Region annotation entries:
***

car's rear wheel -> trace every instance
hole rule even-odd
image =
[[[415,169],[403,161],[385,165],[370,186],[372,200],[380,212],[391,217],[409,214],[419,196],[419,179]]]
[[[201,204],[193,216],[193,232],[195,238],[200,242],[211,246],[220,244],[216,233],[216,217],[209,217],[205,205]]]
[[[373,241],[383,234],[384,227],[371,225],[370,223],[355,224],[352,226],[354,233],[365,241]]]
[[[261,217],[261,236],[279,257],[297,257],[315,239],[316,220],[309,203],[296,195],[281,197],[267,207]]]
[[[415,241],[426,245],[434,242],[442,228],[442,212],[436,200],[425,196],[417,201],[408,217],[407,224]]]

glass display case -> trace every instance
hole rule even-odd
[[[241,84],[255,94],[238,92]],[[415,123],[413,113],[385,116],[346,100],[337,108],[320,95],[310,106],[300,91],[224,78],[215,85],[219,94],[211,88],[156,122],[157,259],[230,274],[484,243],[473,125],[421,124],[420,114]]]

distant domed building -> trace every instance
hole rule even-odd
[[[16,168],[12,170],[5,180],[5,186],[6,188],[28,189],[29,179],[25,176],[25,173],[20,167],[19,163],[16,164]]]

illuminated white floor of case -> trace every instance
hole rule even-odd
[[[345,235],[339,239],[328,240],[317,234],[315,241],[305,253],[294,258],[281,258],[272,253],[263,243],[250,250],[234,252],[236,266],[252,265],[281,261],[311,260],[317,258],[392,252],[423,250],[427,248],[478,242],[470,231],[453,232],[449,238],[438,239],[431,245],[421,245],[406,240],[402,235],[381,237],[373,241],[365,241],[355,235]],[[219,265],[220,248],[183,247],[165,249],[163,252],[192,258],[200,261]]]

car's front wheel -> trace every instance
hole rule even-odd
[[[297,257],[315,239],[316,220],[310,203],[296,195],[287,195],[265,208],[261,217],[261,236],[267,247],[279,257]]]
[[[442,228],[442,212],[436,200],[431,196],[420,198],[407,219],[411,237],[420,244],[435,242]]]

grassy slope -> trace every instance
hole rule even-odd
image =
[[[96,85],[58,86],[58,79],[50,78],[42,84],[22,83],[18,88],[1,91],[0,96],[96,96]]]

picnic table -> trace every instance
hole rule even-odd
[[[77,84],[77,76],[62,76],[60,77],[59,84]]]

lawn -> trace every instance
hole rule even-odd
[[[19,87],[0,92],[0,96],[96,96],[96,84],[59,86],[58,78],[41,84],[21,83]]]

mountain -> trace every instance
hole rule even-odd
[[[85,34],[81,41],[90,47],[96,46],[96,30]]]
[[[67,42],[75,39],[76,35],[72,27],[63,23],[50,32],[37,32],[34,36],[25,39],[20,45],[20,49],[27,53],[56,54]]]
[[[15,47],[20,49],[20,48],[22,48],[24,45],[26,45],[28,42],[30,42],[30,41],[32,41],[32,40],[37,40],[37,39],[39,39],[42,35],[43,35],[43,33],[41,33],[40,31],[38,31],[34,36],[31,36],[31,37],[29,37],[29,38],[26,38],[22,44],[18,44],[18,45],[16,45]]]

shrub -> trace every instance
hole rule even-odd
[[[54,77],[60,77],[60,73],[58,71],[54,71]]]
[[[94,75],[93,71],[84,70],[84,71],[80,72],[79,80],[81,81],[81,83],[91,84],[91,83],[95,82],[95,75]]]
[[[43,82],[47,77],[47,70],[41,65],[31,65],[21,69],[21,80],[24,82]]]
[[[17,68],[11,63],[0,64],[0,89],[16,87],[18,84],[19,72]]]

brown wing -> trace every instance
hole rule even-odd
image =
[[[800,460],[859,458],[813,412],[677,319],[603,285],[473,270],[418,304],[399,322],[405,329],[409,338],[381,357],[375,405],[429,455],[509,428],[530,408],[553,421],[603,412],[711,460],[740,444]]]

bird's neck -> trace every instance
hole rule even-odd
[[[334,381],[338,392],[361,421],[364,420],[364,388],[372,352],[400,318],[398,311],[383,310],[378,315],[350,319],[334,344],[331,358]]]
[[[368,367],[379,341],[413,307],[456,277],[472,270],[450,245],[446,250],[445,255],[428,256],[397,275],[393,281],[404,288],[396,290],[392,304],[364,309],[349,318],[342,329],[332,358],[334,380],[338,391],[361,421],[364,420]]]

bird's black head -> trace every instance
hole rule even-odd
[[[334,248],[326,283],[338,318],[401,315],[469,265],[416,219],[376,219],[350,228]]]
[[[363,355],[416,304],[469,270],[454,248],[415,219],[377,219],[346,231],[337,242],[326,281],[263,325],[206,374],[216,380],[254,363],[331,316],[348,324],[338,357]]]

***

Goal:
Reproduce all of the records above word for word.

Reply:
car's rear wheel -> trace every instance
hole rule even-odd
image =
[[[415,169],[403,161],[385,165],[370,186],[372,200],[380,212],[391,217],[409,214],[419,196],[419,179]]]
[[[201,204],[193,216],[193,232],[195,238],[200,242],[211,246],[220,244],[216,233],[216,217],[209,217],[205,205]]]
[[[373,241],[383,234],[384,227],[371,225],[370,223],[355,224],[352,226],[354,233],[365,241]]]
[[[261,217],[261,236],[279,257],[297,257],[315,239],[316,220],[309,203],[296,195],[281,197],[267,207]]]
[[[415,241],[426,245],[434,242],[442,228],[442,212],[436,200],[425,196],[417,201],[408,217],[407,224]]]

glass display case -> trace every instance
hole rule even-odd
[[[241,84],[255,94],[238,92]],[[415,123],[413,113],[385,116],[346,100],[337,108],[320,95],[310,106],[300,91],[224,78],[215,85],[219,94],[211,88],[156,122],[157,259],[230,274],[484,243],[473,125],[421,124],[420,114]]]

distant domed building -> trace every instance
hole rule even-odd
[[[16,168],[12,170],[5,180],[5,186],[6,188],[28,189],[29,179],[25,176],[25,173],[20,167],[19,163],[16,164]]]

illuminated white floor of case -> trace every instance
hole rule even-odd
[[[345,235],[339,239],[328,240],[317,234],[315,241],[305,253],[294,258],[281,258],[272,253],[263,243],[250,250],[234,252],[236,266],[252,265],[281,261],[311,260],[317,258],[392,252],[423,250],[427,248],[478,242],[470,231],[453,232],[449,238],[438,239],[431,245],[421,245],[406,240],[402,235],[381,237],[373,241],[365,241],[355,235]],[[219,265],[220,248],[183,247],[165,249],[163,252],[192,258],[200,261]]]

car's front wheel -> trace every instance
hole rule even-odd
[[[297,257],[315,239],[316,220],[310,203],[296,195],[287,195],[265,208],[261,217],[261,236],[267,247],[279,257]]]
[[[442,228],[442,212],[436,200],[431,196],[420,198],[407,219],[411,237],[420,244],[435,242]]]

grassy slope -> trace every instance
hole rule even-odd
image =
[[[96,85],[58,86],[58,79],[50,78],[42,84],[22,83],[18,88],[1,91],[0,96],[96,96]]]

picnic table -> trace every instance
hole rule even-odd
[[[77,84],[77,76],[62,76],[60,77],[59,84]]]

lawn -> trace every instance
hole rule even-odd
[[[19,87],[0,92],[0,96],[96,96],[96,84],[59,86],[58,78],[41,84],[21,83]]]

mountain -> trace every instance
hole rule even-odd
[[[85,34],[81,41],[90,47],[96,46],[96,30]]]
[[[67,42],[75,39],[76,35],[72,27],[63,23],[50,32],[37,32],[34,36],[25,39],[20,45],[20,49],[27,53],[56,54]]]
[[[15,47],[20,49],[20,48],[22,48],[24,45],[26,45],[28,42],[30,42],[30,41],[32,41],[32,40],[37,40],[37,39],[39,39],[42,35],[43,35],[43,33],[41,33],[40,31],[38,31],[34,36],[31,36],[31,37],[29,37],[29,38],[26,38],[22,44],[18,44],[18,45],[16,45]]]

shrub -> trace every instance
hole rule even-odd
[[[54,77],[60,77],[60,73],[58,71],[54,71]]]
[[[94,75],[93,71],[84,70],[84,71],[80,72],[79,80],[81,81],[81,83],[91,84],[91,83],[95,82],[95,75]]]
[[[43,82],[47,77],[47,70],[41,65],[31,65],[21,69],[21,80],[24,82]]]
[[[17,68],[11,63],[0,64],[0,89],[16,87],[18,84],[19,72]]]

brown wing -> trace every instance
hole rule even-odd
image =
[[[800,460],[859,458],[813,412],[677,319],[603,285],[473,270],[418,304],[399,322],[405,329],[409,338],[381,357],[375,405],[429,455],[509,428],[530,408],[553,421],[603,412],[711,460],[740,444]]]

bird's neck -> trace every instance
hole rule even-odd
[[[334,381],[338,392],[361,421],[364,420],[364,388],[372,352],[400,318],[398,311],[383,310],[378,315],[350,319],[334,344],[331,358]]]
[[[368,367],[379,341],[413,307],[456,277],[472,270],[450,245],[446,250],[445,255],[428,256],[397,275],[393,281],[404,288],[396,290],[392,304],[364,309],[349,318],[342,329],[332,358],[334,380],[338,391],[361,421],[364,420]]]

bird's black head -> trace every instance
hole rule even-odd
[[[334,248],[326,283],[338,318],[401,315],[469,265],[416,219],[376,219],[350,228]]]
[[[363,355],[416,304],[469,270],[454,248],[415,219],[377,219],[346,231],[337,242],[326,281],[263,325],[206,374],[216,380],[254,363],[331,316],[348,324],[338,357]]]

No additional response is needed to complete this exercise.